**Problem to solve**
Write out the lines of the records below word for word, leaving the pictures out of your answer.

++++++

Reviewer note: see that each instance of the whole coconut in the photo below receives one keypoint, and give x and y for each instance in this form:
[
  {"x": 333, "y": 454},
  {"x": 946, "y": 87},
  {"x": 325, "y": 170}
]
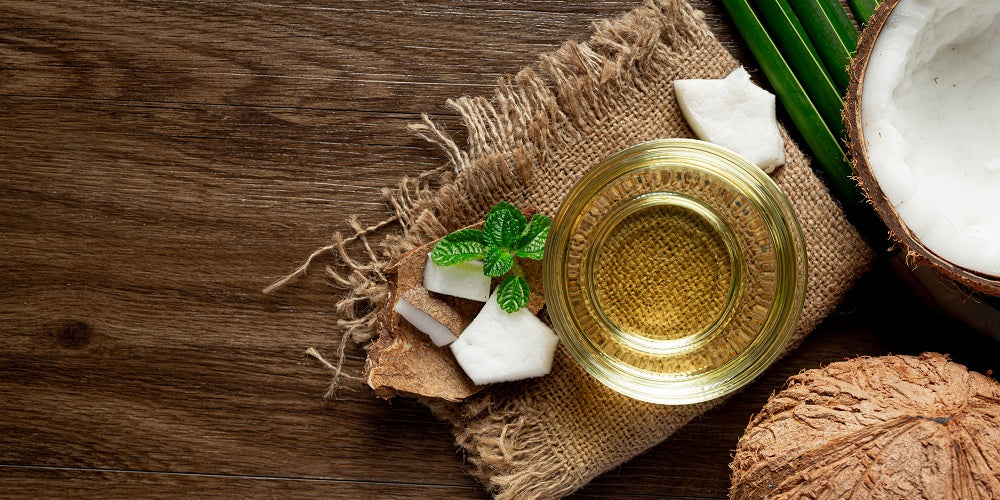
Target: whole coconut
[{"x": 886, "y": 427}]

++++++

**Answer below**
Reviewer note: see that each instance of the whole coconut in the photo below receives one keypoint, and give x and y for each instance in this form:
[
  {"x": 333, "y": 454},
  {"x": 946, "y": 87},
  {"x": 325, "y": 170}
]
Target: whole coconut
[{"x": 886, "y": 427}]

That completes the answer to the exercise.